**PAGE TEXT:**
# Odd pursuits



## KenOC (Mar 7, 2011)

Sometimes I get strangely interested in strange things, mostly shadows cast by my youth. Right now it's Spirographs. I'm haunting ebay looking for vintage sets, accessory gears, foamboard, colored pens, and the like. A cheap entertainment! There's even a 21st-century version, Wild Gears.

http://www.wildgears.com/

How about you? Do you have a hobby, permanent or transitory, that can entertain us?


----------



## senza sordino (Oct 20, 2013)

My colleagues think I'm odd because I listen to classical music.


----------



## Dim7 (Apr 24, 2009)

I thought you'd never ask....

http://www.talkclassical.com/groups/talk-nonsense-d1148-door-handles.html


----------



## Wood (Feb 21, 2013)

KenOC said:


> Sometimes I get strangely interested in strange things, mostly shadows cast by my youth. Right now it's Spirographs. I'm haunting ebay looking for vintage sets, accessory gears, foamboard, colored pens, and the like. A cheap entertainment! There's even a 21st-century version, Wild Gears.
> 
> http://www.wildgears.com/
> 
> How about you? Do you have a hobby, permanent or transitory, that can entertain us?


Sometimes I feel tempted to revisit the games of my mispent youth:










But it is probably best not to go there.


----------



## Pat Fairlea (Dec 9, 2015)

I have a deep and abiding interest in snails. 
And poetry, which is nearly as niche.


----------



## znapschatz (Feb 28, 2016)

I collect pocket knives and multi-tools:







I don't consider myself ready for the world without one or more of these in my pocket before I leave the house. It started at age 12 when I became a Boy Scout and got my first, a four implement Kamp King that I carried for the next 15 years until giving it to a woman friend who promptly lost it. Today, I have 70 of different types, mostly Swiss Army Knives and Leatherman Tools, although only a dozen that I actually use. The rest are those tried and rejected for whatever reasons, or that I bought on speculation for sale or gifting. I don't consider any of them weapons, and whenever heading into a potentially violent situation (quite a few of them in the 1960s and 70s, rarely now), I leave them home or in my car.

**SUPPLIED DATA:**
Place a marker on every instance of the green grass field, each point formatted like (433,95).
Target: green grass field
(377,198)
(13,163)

**TO-DO LIST:**
**A)** In the thread titled "Odd pursuits," rewrite the paragraph that begins "I don't consider myself ready" as a short bulleted list that keeps its main facts.
**B)** From the "Odd pursuits" thread, write out the passage starting at "But it is probably" and ending at "nearly as niche.".

**EXPECTED RESULTS:**
**A)**
- I don't feel ready to leave the house without at least one pocket knife or multi-tool.
- The habit began at age 12, when I became a Boy Scout and got a four-implement Kamp King. I carried it for 15 years, then gave it to a woman friend who promptly lost it.
- I now own 70, mostly Swiss Army Knives and Leatherman Tools. I use only about a dozen. The rest were tried and rejected, or bought to sell or give away.
- I don't consider any of them weapons. I leave them at home or in the car when heading into a potentially violent situation.

**B)**
But it is probably best not to go there.


----------



## Pat Fairlea (Dec 9, 2015)

I have a deep and abiding interest in snails. 
And poetry, which is nearly as niche.